Excerpts from a dataset on pointing at objects:
|---|

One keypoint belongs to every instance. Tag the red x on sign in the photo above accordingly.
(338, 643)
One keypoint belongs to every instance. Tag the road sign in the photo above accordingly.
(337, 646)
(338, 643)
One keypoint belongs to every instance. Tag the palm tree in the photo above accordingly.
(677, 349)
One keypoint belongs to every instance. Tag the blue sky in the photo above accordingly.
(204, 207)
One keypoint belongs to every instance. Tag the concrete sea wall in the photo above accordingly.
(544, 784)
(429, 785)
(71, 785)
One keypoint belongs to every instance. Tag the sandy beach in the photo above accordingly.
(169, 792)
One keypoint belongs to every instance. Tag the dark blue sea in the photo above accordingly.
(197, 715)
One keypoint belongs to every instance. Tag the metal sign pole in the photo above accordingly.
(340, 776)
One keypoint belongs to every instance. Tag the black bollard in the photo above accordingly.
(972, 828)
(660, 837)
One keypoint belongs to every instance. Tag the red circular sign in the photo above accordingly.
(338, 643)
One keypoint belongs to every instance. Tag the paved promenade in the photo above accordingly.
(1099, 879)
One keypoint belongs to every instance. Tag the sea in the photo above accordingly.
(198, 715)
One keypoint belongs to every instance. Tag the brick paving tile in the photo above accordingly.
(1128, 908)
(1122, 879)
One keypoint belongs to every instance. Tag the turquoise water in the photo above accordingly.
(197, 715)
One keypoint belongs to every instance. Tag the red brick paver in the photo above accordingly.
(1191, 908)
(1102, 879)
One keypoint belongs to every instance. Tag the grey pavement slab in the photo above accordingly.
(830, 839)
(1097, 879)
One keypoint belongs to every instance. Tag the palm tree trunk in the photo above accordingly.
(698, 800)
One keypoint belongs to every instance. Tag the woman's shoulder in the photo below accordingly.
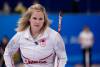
(52, 31)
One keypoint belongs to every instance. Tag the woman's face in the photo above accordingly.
(36, 21)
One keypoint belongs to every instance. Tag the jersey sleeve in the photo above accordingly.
(11, 48)
(60, 51)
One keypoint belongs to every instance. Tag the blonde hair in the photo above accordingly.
(23, 22)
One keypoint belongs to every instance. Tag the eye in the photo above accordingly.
(40, 18)
(34, 18)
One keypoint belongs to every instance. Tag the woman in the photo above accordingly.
(38, 43)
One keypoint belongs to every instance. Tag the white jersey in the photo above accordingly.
(86, 39)
(39, 52)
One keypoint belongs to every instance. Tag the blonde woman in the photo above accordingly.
(38, 43)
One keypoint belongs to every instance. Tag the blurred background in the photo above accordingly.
(76, 14)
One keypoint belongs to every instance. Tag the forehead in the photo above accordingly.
(37, 13)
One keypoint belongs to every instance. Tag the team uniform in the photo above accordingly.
(86, 40)
(38, 52)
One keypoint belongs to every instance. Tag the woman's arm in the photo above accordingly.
(11, 48)
(60, 51)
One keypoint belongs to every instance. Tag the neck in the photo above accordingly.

|---|

◆ **EXERCISE REQUIREMENTS**:
Lay out every line of the records above as a JSON list of strings, one string per line, and skip any blank lines. Leave the pictures out of the list.

◆ **SOLUTION**:
[
  "One keypoint belongs to every instance. Tag the red x on sign in the photo above accordingly.",
  "(338, 643)",
  "One keypoint belongs to every instance. Tag the road sign in the photo above accordingly.",
  "(337, 646)",
  "(338, 643)",
  "One keypoint belongs to every instance. Tag the palm tree in the photo above accordingly.",
  "(677, 349)",
  "One keypoint belongs to every instance. Tag the blue sky in the photo above accordingly.",
  "(204, 207)",
  "One keypoint belongs to every instance. Tag the concrete sea wall in the photo above accordingly.",
  "(544, 784)",
  "(429, 785)",
  "(71, 785)",
  "One keypoint belongs to every instance. Tag the sandy beach in the photo above accordingly.",
  "(169, 792)",
  "One keypoint belongs to every instance. Tag the dark blue sea in the photo above accordingly.",
  "(197, 715)",
  "One keypoint belongs to every instance. Tag the metal sign pole in the photo above accordingly.",
  "(340, 776)",
  "One keypoint belongs to every instance. Tag the black bollard in the photo above accordingly.",
  "(972, 828)",
  "(660, 837)",
  "One keypoint belongs to every instance. Tag the red circular sign in the photo above accordingly.",
  "(338, 643)",
  "One keypoint belongs to every instance. Tag the paved promenade in the photo above accordingly.",
  "(1099, 879)",
  "One keypoint belongs to every instance. Tag the sea in the photo above accordingly.",
  "(198, 715)",
  "One keypoint belongs to every instance. Tag the brick paving tile in the photo above accordingly.",
  "(1128, 908)",
  "(1122, 879)",
  "One keypoint belongs to every instance. Tag the turquoise water in the photo above accordingly.",
  "(197, 715)",
  "One keypoint belongs to every instance. Tag the red brick paver in the photo above accordingly.",
  "(1191, 908)",
  "(1102, 879)",
  "One keypoint belongs to every instance. Tag the grey pavement slab in the photo above accordingly.",
  "(830, 839)",
  "(1097, 879)",
  "One keypoint belongs to every instance. Tag the palm tree trunk in the photo above accordingly.",
  "(698, 800)",
  "One keypoint belongs to every instance. Tag the woman's shoulder in the photo below accordingly.",
  "(52, 31)",
  "One keypoint belongs to every instance. Tag the woman's face in the photo above accordingly.",
  "(36, 21)",
  "One keypoint belongs to every instance. Tag the jersey sleeve in the photo above accordingly.",
  "(11, 48)",
  "(60, 51)",
  "One keypoint belongs to every instance. Tag the blonde hair in the photo above accordingly.",
  "(23, 22)",
  "One keypoint belongs to every instance. Tag the eye in the photo above accordingly.",
  "(40, 18)",
  "(34, 18)",
  "One keypoint belongs to every instance. Tag the woman in the photo above accordingly.",
  "(38, 43)",
  "One keypoint belongs to every instance. Tag the white jersey in the photo above accordingly.",
  "(86, 39)",
  "(39, 52)",
  "One keypoint belongs to every instance. Tag the blonde woman in the photo above accordingly.",
  "(38, 43)",
  "One keypoint belongs to every instance. Tag the blurred background in the photo above accordingly.",
  "(76, 14)",
  "One keypoint belongs to every instance. Tag the forehead in the photo above accordingly.",
  "(37, 13)",
  "One keypoint belongs to every instance. Tag the team uniform in the photo above accordingly.",
  "(86, 40)",
  "(38, 52)",
  "One keypoint belongs to every instance. Tag the woman's arm in the photo above accordingly.",
  "(11, 48)",
  "(60, 51)",
  "One keypoint belongs to every instance. Tag the neck in the photo above accordingly."
]